Dataset entries.
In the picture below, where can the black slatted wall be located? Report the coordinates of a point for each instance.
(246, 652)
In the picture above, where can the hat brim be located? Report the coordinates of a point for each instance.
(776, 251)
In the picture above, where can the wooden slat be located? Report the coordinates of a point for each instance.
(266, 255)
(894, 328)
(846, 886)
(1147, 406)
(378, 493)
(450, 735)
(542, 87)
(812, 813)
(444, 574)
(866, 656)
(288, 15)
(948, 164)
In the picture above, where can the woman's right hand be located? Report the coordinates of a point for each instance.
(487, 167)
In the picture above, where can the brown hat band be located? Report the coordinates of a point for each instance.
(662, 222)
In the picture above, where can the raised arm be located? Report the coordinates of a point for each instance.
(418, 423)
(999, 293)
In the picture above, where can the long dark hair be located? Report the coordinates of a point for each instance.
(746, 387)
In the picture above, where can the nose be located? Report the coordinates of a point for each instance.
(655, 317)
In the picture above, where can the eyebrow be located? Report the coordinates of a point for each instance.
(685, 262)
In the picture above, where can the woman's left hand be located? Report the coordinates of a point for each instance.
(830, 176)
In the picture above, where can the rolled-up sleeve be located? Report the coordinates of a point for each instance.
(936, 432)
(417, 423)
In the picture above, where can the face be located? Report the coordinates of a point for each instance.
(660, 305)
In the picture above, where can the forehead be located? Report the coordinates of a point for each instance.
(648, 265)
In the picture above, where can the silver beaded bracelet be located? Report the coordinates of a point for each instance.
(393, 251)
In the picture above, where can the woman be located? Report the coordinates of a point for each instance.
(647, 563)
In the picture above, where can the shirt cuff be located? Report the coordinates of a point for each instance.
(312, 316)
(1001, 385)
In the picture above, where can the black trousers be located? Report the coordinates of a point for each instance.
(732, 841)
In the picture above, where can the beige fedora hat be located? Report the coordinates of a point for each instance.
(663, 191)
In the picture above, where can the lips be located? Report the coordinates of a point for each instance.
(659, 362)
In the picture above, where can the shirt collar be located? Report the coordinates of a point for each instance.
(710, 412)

What needs to be done. Repeat the material above precisely.

Exercise response.
In the picture below, where can the black slatted wall be located? Report the coordinates of a point for each instance.
(246, 652)
In the picture above, where can the hat brim be located? Report the coordinates of a point for each instance.
(776, 251)
In the picture above, where can the wooden slat be located? Report the coordinates of a point for each instance.
(266, 255)
(894, 328)
(846, 886)
(1147, 406)
(378, 493)
(450, 735)
(542, 87)
(812, 813)
(444, 574)
(866, 656)
(288, 15)
(948, 164)
In the picture above, where can the woman's right hand be located? Report the coordinates of a point for each instance.
(487, 167)
In the picture above, where can the brown hat band be located? Report the coordinates of a point for each instance.
(662, 222)
In the picture above, where can the raised arm be located? Report the coordinates of a point for each instance.
(418, 423)
(999, 293)
In the picture above, where can the long dark hair be located? Report the coordinates of a point for each instance.
(746, 387)
In the picture above, where can the nose be located? Report the coordinates of a point for each instance.
(655, 317)
In the picture above, where can the eyebrow be located? Report the coordinates of a point for each instance.
(685, 262)
In the picture above, where can the woman's left hand be located? Report the coordinates of a point for each instance.
(830, 176)
In the picture above, where can the rolled-up sleeve be located? Report the coordinates of a point for each instance.
(936, 432)
(417, 423)
In the picture above, where can the face be located? Report the coordinates of a point for each instance.
(660, 305)
In the picture above, where can the forehead be located? Report the coordinates of a point for each instance.
(648, 265)
In the picture above, where can the silver beaded bracelet be located? Report the coordinates of a point for each instance.
(393, 251)
In the picture above, where can the woman be located? Report the coordinates of a point for each instance.
(647, 563)
In the picture above, where can the shirt cuff be located? Report the coordinates of a point for each instance.
(312, 316)
(1001, 385)
In the picture above, where can the black trousers be located? Report the coordinates of a point for each instance.
(732, 841)
In the picture above, where can the beige fedora hat be located? Report the coordinates of a point for each instance.
(663, 191)
In the picture above, where can the lips be located? Report the coordinates of a point for each instance.
(659, 362)
In the picture above, where can the shirt collar be located? Report the coordinates of a point for each instance.
(710, 412)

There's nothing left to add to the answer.